[[ Given passage, beginning ]]

But biologists will tell you that living cells process information too, and their process isn't a simple binary exchange of ones and zeros. Instead, cells deal with multiple complex structures of sugars, proteins, lipids, and DNA. As such, the act of “programming” cells, through genetic engineering, is enormously complex.
But that's okay — scientists like a good challenge.
In research from the University of Washington, published in the journal Nature Communications, synthetic biologists announced a new method for turning organic cells into living computers. By installing the organic equivalent of the digital logic gates used in electronics, scientists can code instructions into the cell so that particular inputs result in desired outputs. Instead of silicon and solder, biologists are using DNA and yeast cells to developing this new kind of organic processor.
In a series of experiments, the UW team built the largest organic “circuit board” constructed to date, including seven logic gates assembled in series or parallel.
Each gate consists of a gene with three programmable chunks of DNA. Two act as inputs, with the third as the output. Using CRISPR technology, the researchers programmed specific proteins to act as molecular gatekeepers, determining whether a particular gate will be active or not.
If a gate is active, it sends a signal that deactivates another gate within the organic circuit, which means scientists can basically “wire” together the gates to create logical programs in the cell.
The new research is a significant step forward for synthetic biology, said senior author and UW electrical engineering professor Eric Klavins.

[[ Given passage, end ]]

Assignment A: From the passage on programming cells, write out the part that opens with the words containing "In a series" and closes with "professor Eric Klavins.".
Assignment B: According to the passage on programming cells, how many logic gates did the UW team's organic circuit include?
Assignment C: Give what follows the final sentence of the passage on programming cells.

[[ Data for analysis, beginning ]]

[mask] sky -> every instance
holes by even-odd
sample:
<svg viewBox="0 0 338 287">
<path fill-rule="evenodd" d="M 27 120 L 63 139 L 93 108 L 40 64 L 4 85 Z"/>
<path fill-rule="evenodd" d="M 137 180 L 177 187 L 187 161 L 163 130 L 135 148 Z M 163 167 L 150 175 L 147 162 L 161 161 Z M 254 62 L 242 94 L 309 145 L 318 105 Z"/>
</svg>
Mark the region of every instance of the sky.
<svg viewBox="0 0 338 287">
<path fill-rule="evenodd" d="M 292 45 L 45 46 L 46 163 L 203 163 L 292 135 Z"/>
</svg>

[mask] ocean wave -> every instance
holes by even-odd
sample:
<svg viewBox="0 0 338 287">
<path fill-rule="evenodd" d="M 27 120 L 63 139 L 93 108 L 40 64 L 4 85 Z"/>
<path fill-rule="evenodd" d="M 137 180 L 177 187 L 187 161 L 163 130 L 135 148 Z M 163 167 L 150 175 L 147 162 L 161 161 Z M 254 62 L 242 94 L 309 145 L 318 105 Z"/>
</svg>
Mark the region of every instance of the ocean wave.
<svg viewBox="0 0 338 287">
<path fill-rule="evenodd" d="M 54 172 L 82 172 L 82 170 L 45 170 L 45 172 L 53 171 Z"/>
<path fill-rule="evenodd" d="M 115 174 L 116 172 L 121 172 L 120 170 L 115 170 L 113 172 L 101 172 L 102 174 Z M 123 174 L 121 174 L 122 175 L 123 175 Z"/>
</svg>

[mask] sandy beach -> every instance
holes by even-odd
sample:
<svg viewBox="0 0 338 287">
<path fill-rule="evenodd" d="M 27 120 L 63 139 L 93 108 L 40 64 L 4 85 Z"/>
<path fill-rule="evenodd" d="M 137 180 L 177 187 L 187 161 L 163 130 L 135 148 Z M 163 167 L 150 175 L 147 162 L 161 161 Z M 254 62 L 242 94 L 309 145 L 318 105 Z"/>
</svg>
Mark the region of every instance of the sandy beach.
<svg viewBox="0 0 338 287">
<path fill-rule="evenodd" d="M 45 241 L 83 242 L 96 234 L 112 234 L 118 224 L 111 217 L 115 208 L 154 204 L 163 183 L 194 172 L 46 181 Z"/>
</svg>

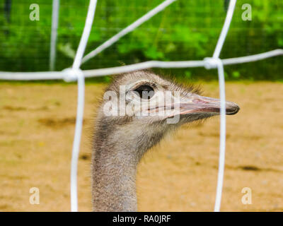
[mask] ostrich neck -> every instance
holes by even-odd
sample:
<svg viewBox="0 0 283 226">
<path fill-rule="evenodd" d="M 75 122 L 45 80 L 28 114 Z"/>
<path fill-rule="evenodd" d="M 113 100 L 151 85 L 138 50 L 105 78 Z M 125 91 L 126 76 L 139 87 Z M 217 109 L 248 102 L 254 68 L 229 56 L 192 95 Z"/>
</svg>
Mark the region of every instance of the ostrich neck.
<svg viewBox="0 0 283 226">
<path fill-rule="evenodd" d="M 93 157 L 94 211 L 137 211 L 134 150 L 96 148 Z"/>
<path fill-rule="evenodd" d="M 164 131 L 154 124 L 117 126 L 102 120 L 97 128 L 92 160 L 93 210 L 137 211 L 137 165 Z"/>
</svg>

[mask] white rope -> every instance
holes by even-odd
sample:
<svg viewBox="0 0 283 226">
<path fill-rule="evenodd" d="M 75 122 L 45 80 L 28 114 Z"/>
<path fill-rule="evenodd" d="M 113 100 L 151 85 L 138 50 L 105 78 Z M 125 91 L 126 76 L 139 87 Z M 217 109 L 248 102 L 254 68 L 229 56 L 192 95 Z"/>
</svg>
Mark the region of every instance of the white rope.
<svg viewBox="0 0 283 226">
<path fill-rule="evenodd" d="M 58 0 L 59 1 L 59 0 Z M 224 65 L 243 64 L 259 61 L 269 57 L 283 55 L 283 49 L 275 49 L 258 54 L 231 58 L 221 60 L 219 56 L 224 43 L 228 32 L 231 20 L 233 16 L 236 0 L 231 0 L 227 16 L 222 28 L 219 39 L 217 42 L 212 58 L 205 58 L 201 61 L 150 61 L 130 65 L 82 71 L 80 69 L 81 64 L 86 62 L 91 58 L 110 47 L 117 42 L 122 36 L 125 35 L 134 28 L 146 21 L 152 16 L 164 9 L 171 3 L 176 0 L 166 0 L 161 4 L 145 14 L 137 21 L 122 30 L 121 32 L 113 36 L 109 40 L 104 42 L 95 50 L 83 58 L 83 55 L 88 40 L 91 26 L 95 15 L 96 0 L 91 0 L 88 10 L 86 24 L 83 29 L 82 37 L 76 52 L 76 57 L 71 69 L 67 69 L 62 71 L 50 72 L 4 72 L 0 71 L 0 79 L 1 80 L 54 80 L 64 79 L 65 81 L 78 81 L 78 106 L 76 112 L 76 121 L 75 135 L 73 143 L 72 159 L 71 166 L 71 211 L 78 210 L 77 199 L 77 165 L 79 153 L 79 145 L 81 136 L 83 105 L 84 105 L 84 78 L 96 77 L 121 73 L 130 72 L 137 70 L 146 69 L 149 68 L 189 68 L 189 67 L 205 67 L 207 69 L 218 69 L 220 93 L 220 148 L 219 148 L 219 167 L 217 180 L 216 197 L 214 206 L 214 211 L 219 211 L 221 197 L 223 187 L 223 178 L 225 160 L 225 141 L 226 141 L 226 109 L 225 109 L 225 81 Z"/>
<path fill-rule="evenodd" d="M 137 20 L 133 23 L 130 24 L 126 28 L 124 28 L 123 30 L 122 30 L 117 35 L 112 37 L 110 40 L 107 40 L 103 44 L 100 45 L 98 47 L 97 47 L 96 49 L 93 50 L 89 54 L 88 54 L 86 56 L 84 56 L 83 59 L 83 64 L 86 62 L 87 61 L 88 61 L 89 59 L 93 58 L 93 56 L 96 56 L 100 52 L 103 51 L 106 48 L 111 46 L 113 43 L 115 43 L 117 40 L 119 40 L 122 37 L 125 36 L 129 32 L 134 30 L 135 28 L 139 27 L 141 24 L 146 22 L 146 20 L 149 20 L 151 17 L 153 17 L 154 15 L 157 14 L 160 11 L 163 11 L 165 8 L 166 8 L 168 6 L 169 6 L 171 3 L 173 3 L 175 1 L 176 1 L 176 0 L 164 1 L 160 5 L 158 5 L 154 9 L 151 10 L 146 14 L 144 15 L 139 19 Z"/>
<path fill-rule="evenodd" d="M 76 128 L 75 134 L 74 136 L 73 150 L 71 162 L 71 211 L 72 212 L 78 211 L 78 162 L 81 131 L 83 127 L 84 107 L 84 76 L 83 72 L 79 68 L 81 66 L 81 59 L 83 58 L 86 44 L 88 43 L 89 35 L 91 33 L 94 15 L 96 13 L 96 0 L 90 1 L 83 35 L 81 36 L 78 50 L 76 51 L 73 66 L 69 69 L 69 73 L 67 73 L 69 76 L 64 78 L 67 81 L 71 81 L 75 80 L 76 76 L 78 80 L 78 106 L 76 108 Z M 65 72 L 68 72 L 68 71 L 65 71 Z"/>
<path fill-rule="evenodd" d="M 216 195 L 215 198 L 214 212 L 220 211 L 221 200 L 223 189 L 223 181 L 225 168 L 225 143 L 226 143 L 226 97 L 225 97 L 225 78 L 223 64 L 219 59 L 219 55 L 229 30 L 231 21 L 235 10 L 236 0 L 230 0 L 227 15 L 225 18 L 219 38 L 213 54 L 212 59 L 216 61 L 218 69 L 220 93 L 220 144 L 219 144 L 219 162 L 218 168 L 218 178 Z M 210 63 L 212 61 L 210 61 Z"/>
<path fill-rule="evenodd" d="M 283 49 L 278 49 L 267 52 L 250 56 L 240 56 L 221 59 L 223 65 L 231 65 L 258 61 L 270 57 L 283 55 Z M 82 71 L 86 78 L 104 76 L 108 75 L 127 73 L 133 71 L 146 69 L 150 68 L 192 68 L 205 67 L 207 69 L 216 68 L 211 64 L 207 64 L 207 59 L 201 61 L 149 61 L 142 63 L 129 64 L 111 68 Z M 69 73 L 65 70 L 62 71 L 37 71 L 37 72 L 7 72 L 0 71 L 0 80 L 16 81 L 38 81 L 66 79 Z M 76 78 L 74 78 L 76 79 Z M 71 79 L 73 81 L 74 79 Z"/>
<path fill-rule="evenodd" d="M 59 0 L 53 0 L 52 3 L 52 25 L 51 28 L 50 56 L 50 65 L 49 65 L 50 71 L 54 71 L 55 69 L 56 42 L 57 40 L 59 3 L 60 3 Z"/>
</svg>

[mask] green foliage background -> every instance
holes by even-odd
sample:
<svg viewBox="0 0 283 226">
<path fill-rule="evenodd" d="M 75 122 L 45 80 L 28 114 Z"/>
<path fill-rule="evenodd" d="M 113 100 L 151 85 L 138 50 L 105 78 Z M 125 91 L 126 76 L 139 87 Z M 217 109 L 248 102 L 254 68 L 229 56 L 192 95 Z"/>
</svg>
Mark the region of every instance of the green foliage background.
<svg viewBox="0 0 283 226">
<path fill-rule="evenodd" d="M 11 23 L 0 3 L 0 71 L 47 71 L 51 0 L 12 0 Z M 224 0 L 178 0 L 112 47 L 83 64 L 84 69 L 146 60 L 197 60 L 212 56 L 226 16 Z M 161 3 L 161 0 L 98 1 L 86 52 Z M 39 21 L 29 19 L 38 4 Z M 243 21 L 243 4 L 252 6 L 252 20 Z M 61 0 L 56 69 L 71 65 L 82 34 L 88 1 Z M 283 48 L 283 1 L 238 0 L 221 58 Z M 282 56 L 226 66 L 228 80 L 282 80 Z M 204 69 L 171 69 L 185 79 L 216 79 Z M 107 78 L 105 78 L 107 79 Z"/>
</svg>

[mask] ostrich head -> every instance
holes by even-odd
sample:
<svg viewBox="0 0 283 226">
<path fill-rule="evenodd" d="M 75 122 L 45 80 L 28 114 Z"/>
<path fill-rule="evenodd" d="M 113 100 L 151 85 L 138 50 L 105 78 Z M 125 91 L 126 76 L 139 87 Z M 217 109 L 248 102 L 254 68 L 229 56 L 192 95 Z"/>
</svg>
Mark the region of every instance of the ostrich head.
<svg viewBox="0 0 283 226">
<path fill-rule="evenodd" d="M 226 110 L 234 114 L 239 107 L 226 102 Z M 151 71 L 117 76 L 107 88 L 97 117 L 94 209 L 137 210 L 135 172 L 143 154 L 179 126 L 219 112 L 219 100 L 201 96 L 197 88 L 178 85 Z"/>
</svg>

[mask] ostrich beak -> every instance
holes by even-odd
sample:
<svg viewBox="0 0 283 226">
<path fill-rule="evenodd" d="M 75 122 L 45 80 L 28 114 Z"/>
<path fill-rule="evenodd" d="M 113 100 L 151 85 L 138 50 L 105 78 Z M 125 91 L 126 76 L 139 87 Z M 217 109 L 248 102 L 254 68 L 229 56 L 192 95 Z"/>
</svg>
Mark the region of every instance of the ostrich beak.
<svg viewBox="0 0 283 226">
<path fill-rule="evenodd" d="M 226 114 L 235 114 L 240 107 L 234 102 L 226 102 Z M 191 113 L 220 113 L 220 100 L 194 95 L 180 103 L 180 114 Z"/>
</svg>

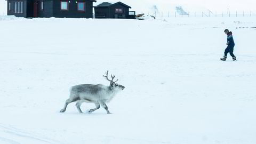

[[ Data for analysis, end ]]

Answer box A:
In a series of experiments, the UW team built the largest organic “circuit board” constructed to date, including seven logic gates assembled in series or parallel.
Each gate consists of a gene with three programmable chunks of DNA. Two act as inputs, with the third as the output. Using CRISPR technology, the researchers programmed specific proteins to act as molecular gatekeepers, determining whether a particular gate will be active or not.
If a gate is active, it sends a signal that deactivates another gate within the organic circuit, which means scientists can basically “wire” together the gates to create logical programs in the cell.
The new research is a significant step forward for synthetic biology, said senior author and UW electrical engineering professor Eric Klavins.

Answer box B: Seven logic gates, assembled in series or parallel.

Answer box C:
“Digital logic has been done at a small scale, a few gates, many times over the last decade or so,” Klavins said in an email. “Our paper is the first to produce large circuits built in a eukaryote (yeast), in which transcriptional machinery is considerable more complex.”
Eurkaryotic cells, like human cells, contain a nucleus and other structures that enable complex behaviors. These are the kinds of cells we'll need to hack for doing those really useful things — like regrow a liver.
“Cells could be reprogrammed to undergo new developmental pathways, to regrow organs, or to develop entirely new ones,” Klavins said. “In such developing tissues, cells have to make complex digital decisions about what genes to express and when, and our technology could be used to control that process.”
The organic circuit board could also be used to produce viable biofuels, which requires importing genes from several different organisms into a hybrid industrial strain, Klavins said.
“Those genes express protein enzymes that each do a particular conversion of one molecule to another, along a metabolic pathway that usually starts with sugar and ends with the fuel,” he said.